- [Your goal] Starting at the line that holds "[output] one dot per instance, form <point>281,72</point>.", transcribe every line to the end of the data exactly; include no other lines.

Raw data: Begin

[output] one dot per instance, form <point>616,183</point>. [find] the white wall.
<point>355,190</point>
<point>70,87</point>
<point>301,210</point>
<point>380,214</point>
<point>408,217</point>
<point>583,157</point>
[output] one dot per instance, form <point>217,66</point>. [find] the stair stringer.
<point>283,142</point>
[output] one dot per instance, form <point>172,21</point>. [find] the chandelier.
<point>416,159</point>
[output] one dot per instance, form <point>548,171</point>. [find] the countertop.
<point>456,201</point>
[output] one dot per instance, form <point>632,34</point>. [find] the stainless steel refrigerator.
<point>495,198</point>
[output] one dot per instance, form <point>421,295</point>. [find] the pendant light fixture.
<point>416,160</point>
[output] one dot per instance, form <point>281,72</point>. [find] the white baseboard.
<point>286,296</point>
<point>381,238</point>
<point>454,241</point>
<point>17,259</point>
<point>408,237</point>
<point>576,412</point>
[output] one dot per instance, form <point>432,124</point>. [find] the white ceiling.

Raw data: End

- [Task output]
[output] one dot per instance, form <point>281,72</point>. [find] the white baseboard.
<point>286,296</point>
<point>381,238</point>
<point>454,241</point>
<point>17,259</point>
<point>408,237</point>
<point>576,412</point>
[output] one dot per instance, form <point>432,124</point>. [find] the white ceiling.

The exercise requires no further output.